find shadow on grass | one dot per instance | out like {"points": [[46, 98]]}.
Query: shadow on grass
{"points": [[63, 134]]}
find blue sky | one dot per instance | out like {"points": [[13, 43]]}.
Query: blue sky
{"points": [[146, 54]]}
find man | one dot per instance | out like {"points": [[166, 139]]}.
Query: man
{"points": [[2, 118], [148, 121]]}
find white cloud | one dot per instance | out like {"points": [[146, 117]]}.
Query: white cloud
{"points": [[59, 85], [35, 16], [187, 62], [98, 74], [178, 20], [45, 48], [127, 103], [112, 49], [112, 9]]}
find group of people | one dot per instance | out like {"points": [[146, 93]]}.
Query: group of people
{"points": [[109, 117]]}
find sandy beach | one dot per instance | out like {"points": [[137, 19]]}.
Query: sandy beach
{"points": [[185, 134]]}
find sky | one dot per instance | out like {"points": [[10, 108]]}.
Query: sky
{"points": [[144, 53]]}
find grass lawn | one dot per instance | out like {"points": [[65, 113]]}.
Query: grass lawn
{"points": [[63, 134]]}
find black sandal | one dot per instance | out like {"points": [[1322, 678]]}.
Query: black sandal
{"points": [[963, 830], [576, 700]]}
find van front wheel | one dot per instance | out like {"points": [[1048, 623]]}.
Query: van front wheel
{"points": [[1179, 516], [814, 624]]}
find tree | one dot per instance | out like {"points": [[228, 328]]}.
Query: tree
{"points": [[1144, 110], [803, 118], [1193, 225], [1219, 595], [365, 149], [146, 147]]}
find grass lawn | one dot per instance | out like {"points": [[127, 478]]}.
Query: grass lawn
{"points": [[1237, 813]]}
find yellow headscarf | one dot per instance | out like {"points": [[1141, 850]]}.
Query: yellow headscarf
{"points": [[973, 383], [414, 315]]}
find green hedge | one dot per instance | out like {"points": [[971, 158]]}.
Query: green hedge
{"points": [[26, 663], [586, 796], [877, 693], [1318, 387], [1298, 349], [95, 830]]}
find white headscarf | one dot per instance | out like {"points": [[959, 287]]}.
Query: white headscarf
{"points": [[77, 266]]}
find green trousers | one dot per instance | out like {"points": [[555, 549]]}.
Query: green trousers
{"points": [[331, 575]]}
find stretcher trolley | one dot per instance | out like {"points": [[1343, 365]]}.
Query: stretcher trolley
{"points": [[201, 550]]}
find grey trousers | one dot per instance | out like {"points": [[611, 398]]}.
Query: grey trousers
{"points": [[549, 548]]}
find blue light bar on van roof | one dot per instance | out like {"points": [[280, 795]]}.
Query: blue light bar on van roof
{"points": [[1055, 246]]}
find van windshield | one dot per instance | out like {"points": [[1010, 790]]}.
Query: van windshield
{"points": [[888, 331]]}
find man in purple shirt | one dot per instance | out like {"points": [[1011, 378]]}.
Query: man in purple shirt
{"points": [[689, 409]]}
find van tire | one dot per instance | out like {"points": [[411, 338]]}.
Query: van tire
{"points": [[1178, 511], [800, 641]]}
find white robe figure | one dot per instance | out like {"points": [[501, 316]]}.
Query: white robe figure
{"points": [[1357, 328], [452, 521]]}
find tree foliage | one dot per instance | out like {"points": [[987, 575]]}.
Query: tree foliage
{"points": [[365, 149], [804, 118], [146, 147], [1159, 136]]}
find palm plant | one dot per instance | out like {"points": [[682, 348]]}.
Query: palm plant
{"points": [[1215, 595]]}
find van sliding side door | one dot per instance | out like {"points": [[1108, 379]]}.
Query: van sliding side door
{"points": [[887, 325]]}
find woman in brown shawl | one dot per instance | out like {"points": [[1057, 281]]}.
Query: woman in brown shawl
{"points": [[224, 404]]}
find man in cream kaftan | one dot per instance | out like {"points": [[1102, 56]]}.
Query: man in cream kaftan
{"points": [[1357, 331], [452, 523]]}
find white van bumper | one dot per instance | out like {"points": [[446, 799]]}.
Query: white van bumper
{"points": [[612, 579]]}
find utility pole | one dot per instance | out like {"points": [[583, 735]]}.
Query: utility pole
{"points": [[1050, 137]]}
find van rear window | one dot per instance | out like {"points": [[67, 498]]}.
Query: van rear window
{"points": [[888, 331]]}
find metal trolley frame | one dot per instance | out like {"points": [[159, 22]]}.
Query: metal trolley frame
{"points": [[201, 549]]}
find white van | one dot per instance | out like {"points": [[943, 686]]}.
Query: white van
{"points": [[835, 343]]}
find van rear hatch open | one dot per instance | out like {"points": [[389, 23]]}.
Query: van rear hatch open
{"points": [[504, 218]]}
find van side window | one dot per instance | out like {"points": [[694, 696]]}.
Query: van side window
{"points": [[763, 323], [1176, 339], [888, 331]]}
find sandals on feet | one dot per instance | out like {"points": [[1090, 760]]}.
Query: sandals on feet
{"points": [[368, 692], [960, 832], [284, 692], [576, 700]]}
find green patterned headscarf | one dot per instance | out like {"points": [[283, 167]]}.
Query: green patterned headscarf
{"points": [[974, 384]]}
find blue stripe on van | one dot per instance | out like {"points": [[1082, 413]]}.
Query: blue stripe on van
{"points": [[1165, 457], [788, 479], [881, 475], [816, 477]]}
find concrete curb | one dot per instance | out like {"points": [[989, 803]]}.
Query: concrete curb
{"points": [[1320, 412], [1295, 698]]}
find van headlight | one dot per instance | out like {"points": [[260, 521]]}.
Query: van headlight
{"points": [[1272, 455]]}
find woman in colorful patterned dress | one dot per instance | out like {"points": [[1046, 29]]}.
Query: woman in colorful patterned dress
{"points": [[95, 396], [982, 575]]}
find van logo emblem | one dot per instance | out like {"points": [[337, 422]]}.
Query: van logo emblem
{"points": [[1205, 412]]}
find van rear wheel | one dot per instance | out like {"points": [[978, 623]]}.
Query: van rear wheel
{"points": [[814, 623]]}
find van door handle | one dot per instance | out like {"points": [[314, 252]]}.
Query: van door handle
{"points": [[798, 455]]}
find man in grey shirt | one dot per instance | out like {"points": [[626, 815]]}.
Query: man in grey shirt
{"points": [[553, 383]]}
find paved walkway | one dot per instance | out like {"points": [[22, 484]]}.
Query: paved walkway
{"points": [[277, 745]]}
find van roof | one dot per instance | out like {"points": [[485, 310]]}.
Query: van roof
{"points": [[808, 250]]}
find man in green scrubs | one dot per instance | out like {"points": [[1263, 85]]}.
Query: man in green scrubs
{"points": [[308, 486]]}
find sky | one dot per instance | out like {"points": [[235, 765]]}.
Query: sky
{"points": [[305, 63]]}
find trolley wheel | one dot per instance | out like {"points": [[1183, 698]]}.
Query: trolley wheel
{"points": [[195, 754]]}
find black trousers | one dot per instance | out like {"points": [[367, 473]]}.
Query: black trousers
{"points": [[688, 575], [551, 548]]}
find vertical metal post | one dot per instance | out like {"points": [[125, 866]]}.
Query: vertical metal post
________________________________________
◆ WHAT NEEDS TO BE DONE ◆
With the first line of the material as the start and the line containing "find white cloud" as the end, repeat that span exactly and add nothing.

◆ SOLVED EXERCISE ◆
find shadow on grass | one dot per instance | out like {"points": [[46, 98]]}.
Query: shadow on grass
{"points": [[63, 134]]}
find blue sky | one dot per instance | out like {"points": [[13, 43]]}.
Query: blue sky
{"points": [[146, 54]]}
find man | one dot per instance | out like {"points": [[166, 139]]}.
Query: man
{"points": [[2, 118], [148, 121]]}
find white cloud | one dot per instance | out like {"points": [[146, 117]]}.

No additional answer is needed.